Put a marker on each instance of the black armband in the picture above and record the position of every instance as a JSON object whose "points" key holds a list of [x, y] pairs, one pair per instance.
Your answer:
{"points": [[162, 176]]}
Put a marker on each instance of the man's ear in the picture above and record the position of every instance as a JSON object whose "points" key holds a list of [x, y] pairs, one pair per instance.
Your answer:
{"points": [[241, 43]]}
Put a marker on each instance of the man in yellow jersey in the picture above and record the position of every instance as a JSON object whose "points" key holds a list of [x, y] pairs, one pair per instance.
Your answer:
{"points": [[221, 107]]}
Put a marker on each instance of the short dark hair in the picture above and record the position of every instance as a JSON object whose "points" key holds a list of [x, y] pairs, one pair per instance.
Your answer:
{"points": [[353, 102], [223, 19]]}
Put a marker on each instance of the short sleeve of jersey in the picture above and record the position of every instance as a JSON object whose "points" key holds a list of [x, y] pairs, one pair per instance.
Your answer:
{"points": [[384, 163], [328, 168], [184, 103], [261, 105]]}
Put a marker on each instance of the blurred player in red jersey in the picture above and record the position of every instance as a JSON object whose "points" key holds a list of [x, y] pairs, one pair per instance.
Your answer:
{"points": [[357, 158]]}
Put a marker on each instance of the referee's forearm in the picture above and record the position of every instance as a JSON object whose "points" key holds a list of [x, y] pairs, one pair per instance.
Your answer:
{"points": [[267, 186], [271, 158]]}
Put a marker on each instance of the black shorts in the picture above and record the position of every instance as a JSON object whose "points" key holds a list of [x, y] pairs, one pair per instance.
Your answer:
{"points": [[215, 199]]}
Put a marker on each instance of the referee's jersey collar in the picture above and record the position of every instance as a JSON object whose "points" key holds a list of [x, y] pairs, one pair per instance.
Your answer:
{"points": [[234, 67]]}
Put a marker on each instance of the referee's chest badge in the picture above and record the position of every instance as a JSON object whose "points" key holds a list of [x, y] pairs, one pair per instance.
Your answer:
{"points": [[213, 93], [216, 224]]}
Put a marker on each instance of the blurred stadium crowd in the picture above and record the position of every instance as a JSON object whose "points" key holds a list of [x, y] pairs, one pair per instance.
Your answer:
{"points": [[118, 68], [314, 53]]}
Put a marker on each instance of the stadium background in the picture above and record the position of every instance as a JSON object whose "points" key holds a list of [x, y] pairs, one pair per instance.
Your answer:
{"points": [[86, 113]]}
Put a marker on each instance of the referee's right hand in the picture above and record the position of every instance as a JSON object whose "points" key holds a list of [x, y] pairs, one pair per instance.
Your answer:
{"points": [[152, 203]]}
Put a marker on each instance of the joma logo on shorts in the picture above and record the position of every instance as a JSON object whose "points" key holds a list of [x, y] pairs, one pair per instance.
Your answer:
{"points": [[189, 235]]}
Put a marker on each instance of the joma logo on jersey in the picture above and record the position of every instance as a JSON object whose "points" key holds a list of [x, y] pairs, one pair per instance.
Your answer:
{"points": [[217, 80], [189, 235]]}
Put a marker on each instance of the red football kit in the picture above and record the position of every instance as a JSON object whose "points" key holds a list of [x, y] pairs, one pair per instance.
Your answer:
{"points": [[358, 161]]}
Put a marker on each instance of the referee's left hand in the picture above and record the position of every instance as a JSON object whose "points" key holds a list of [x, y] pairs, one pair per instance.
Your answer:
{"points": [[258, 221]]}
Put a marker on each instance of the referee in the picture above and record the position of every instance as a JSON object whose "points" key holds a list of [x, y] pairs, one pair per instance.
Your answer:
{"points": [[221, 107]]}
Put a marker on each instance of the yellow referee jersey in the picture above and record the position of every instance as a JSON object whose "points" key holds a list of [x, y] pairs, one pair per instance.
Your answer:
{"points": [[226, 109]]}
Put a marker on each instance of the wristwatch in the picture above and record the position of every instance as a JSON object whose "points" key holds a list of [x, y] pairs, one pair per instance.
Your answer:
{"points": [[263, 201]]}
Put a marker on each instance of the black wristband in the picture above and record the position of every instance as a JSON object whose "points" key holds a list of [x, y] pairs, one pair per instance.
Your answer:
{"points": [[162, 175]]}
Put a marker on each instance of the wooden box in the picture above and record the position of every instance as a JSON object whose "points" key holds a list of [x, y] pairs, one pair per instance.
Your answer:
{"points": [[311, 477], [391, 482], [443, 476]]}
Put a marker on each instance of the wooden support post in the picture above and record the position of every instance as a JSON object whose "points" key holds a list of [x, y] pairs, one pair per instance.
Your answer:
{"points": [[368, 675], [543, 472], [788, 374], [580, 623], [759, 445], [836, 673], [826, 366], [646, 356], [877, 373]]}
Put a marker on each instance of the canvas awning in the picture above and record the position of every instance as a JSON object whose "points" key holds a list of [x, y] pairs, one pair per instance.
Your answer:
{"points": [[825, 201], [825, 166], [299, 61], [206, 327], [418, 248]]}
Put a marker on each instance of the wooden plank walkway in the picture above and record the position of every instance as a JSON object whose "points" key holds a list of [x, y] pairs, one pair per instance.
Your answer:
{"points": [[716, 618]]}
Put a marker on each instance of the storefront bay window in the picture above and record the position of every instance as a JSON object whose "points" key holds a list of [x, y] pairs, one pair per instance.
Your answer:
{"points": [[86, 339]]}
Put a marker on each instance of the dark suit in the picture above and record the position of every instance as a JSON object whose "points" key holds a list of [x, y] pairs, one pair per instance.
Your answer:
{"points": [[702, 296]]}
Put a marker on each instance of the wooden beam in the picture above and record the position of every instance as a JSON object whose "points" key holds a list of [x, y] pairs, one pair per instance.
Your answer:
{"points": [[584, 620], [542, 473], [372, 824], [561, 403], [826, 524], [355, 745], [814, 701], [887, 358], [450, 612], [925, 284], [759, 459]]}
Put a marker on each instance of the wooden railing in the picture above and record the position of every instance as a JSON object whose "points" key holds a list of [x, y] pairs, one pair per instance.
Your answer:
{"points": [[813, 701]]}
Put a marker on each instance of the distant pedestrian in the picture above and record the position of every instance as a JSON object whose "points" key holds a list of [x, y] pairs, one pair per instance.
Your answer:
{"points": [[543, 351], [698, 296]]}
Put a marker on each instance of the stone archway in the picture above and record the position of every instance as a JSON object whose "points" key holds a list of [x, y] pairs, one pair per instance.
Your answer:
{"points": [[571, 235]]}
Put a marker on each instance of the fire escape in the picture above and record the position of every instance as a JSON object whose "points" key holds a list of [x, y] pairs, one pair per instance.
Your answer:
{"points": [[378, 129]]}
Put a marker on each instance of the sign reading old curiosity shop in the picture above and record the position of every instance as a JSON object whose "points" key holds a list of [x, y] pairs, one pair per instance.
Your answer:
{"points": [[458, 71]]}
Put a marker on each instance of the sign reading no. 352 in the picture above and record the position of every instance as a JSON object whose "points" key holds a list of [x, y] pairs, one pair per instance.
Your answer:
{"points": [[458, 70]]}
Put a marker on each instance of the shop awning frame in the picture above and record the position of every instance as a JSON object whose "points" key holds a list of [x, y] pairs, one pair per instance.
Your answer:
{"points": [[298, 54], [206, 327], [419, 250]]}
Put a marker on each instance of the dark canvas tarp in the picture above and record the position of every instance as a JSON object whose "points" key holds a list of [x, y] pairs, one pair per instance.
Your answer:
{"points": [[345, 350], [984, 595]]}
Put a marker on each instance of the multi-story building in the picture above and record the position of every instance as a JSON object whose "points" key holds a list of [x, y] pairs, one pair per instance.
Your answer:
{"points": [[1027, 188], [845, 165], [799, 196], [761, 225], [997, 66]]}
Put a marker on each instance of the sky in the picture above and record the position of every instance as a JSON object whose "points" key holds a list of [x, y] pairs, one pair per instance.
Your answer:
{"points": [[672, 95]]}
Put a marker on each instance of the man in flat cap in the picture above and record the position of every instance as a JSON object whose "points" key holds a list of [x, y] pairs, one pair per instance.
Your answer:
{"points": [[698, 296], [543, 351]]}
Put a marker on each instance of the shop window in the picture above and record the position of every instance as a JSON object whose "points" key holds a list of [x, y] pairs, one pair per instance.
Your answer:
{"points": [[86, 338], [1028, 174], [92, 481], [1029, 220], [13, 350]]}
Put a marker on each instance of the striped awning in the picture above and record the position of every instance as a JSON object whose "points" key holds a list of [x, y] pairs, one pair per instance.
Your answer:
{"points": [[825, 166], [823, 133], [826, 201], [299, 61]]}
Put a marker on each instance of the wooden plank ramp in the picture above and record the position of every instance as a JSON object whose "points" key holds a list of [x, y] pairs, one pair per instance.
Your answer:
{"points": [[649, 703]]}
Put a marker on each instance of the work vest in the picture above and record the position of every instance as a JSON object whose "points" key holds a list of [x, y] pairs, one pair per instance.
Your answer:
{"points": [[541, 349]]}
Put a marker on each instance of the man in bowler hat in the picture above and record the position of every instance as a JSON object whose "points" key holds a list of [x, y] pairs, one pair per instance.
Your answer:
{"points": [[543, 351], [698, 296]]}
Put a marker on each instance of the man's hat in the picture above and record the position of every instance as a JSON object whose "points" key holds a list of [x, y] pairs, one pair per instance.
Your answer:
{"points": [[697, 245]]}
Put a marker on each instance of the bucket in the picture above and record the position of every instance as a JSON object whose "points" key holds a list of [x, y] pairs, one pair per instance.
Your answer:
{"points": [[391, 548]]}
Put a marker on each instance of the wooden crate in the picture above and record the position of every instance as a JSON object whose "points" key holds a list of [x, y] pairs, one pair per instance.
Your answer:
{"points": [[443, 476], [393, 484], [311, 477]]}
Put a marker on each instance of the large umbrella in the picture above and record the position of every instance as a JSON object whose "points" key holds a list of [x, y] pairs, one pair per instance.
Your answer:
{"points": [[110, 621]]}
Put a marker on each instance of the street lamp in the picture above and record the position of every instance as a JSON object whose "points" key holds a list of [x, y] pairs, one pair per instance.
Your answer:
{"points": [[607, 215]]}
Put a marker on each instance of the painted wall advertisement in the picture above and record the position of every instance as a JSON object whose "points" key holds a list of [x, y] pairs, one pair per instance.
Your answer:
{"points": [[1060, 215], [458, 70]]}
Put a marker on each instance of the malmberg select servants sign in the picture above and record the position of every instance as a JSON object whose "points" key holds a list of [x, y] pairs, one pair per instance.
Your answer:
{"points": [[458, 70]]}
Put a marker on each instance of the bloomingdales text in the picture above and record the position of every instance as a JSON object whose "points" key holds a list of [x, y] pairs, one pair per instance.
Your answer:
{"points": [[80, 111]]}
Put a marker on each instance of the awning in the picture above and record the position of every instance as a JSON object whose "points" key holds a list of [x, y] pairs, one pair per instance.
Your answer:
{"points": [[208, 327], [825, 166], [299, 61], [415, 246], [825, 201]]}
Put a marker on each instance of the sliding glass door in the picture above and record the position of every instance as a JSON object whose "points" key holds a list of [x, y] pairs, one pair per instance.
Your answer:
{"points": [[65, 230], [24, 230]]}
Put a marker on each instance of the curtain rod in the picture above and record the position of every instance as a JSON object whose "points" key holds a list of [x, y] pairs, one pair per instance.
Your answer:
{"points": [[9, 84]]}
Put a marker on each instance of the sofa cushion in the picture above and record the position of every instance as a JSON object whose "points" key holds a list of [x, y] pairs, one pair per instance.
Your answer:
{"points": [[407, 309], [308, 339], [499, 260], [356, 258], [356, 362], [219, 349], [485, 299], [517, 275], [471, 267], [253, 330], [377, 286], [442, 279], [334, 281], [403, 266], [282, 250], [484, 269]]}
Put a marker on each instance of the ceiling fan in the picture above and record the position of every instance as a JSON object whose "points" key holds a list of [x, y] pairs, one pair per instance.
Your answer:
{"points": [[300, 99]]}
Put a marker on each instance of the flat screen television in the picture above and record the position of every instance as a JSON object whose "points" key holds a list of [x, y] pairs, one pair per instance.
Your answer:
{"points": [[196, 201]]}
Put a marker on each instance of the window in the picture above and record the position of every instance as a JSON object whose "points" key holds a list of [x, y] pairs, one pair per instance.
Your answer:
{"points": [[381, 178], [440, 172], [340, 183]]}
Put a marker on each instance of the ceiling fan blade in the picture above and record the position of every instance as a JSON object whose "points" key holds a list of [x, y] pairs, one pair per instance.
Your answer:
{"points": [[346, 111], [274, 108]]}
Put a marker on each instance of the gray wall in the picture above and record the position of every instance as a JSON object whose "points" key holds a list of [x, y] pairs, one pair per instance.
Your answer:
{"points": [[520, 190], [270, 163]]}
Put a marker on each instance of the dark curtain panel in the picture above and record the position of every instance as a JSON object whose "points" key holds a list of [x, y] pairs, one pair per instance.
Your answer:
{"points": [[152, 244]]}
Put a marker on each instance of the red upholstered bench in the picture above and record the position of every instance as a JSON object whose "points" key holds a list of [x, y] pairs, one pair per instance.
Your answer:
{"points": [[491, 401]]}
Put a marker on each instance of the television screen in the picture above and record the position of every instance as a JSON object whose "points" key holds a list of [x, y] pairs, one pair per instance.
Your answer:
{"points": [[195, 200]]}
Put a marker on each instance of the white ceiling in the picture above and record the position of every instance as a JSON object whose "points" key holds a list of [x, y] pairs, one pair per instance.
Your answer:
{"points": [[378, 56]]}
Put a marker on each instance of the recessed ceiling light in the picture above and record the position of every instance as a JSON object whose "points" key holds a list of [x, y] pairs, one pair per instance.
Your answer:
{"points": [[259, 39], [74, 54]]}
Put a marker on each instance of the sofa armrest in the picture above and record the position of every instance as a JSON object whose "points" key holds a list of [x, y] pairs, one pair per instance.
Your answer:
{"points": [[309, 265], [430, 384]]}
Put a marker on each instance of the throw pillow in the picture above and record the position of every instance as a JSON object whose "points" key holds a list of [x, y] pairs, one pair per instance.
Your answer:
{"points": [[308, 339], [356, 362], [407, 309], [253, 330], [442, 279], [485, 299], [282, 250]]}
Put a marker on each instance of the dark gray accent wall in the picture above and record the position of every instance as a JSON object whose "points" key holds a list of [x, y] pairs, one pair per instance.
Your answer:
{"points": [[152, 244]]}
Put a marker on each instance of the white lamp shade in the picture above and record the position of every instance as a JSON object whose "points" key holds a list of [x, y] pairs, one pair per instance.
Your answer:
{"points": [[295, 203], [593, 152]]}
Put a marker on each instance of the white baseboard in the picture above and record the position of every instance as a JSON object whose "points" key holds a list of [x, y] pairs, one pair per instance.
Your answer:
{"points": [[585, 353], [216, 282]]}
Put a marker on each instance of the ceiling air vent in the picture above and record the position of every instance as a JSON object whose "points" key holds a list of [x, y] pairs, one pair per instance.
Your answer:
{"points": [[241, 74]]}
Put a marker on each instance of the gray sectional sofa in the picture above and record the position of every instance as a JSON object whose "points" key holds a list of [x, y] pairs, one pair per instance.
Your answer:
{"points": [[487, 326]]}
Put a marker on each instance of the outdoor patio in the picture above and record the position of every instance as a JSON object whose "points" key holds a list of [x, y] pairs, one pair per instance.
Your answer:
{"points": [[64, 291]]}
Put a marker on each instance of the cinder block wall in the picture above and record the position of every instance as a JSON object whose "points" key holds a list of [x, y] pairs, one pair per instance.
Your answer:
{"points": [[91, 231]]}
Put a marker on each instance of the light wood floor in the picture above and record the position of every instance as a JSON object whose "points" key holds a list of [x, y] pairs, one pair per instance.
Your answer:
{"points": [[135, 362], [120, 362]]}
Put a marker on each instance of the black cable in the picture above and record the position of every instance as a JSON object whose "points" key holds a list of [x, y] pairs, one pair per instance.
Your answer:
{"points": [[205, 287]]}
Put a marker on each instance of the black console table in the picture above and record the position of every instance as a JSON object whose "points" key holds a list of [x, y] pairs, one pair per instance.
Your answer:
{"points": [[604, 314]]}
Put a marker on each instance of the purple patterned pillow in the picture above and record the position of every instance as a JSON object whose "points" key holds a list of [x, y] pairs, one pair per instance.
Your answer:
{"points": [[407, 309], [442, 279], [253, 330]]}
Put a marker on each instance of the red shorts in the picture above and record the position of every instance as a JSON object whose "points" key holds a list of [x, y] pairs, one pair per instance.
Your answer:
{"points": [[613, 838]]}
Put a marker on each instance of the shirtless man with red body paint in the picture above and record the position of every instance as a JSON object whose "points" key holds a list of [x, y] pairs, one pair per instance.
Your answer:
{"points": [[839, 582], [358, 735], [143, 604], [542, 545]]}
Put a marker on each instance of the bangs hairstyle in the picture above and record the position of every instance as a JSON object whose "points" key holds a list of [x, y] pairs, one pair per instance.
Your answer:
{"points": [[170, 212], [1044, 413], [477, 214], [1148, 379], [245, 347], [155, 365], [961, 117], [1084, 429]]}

◆ ◆ ◆ ◆ ◆

* [WHAT TO PRODUCE]
If a line in the records above contains the word "television", copy it.

* [REPLY TO THE EXERCISE]
Put a marker on each instance of the flat screen television in the picture above and record the position of every instance as a JSON object whose "points" key holds a list of [x, y] pairs, one pair per instance.
Put a marker on each instance of the television screen in the picture above and record the position of every instance as a JSON object whose "points" key holds a list of [x, y] pairs, one pair per instance.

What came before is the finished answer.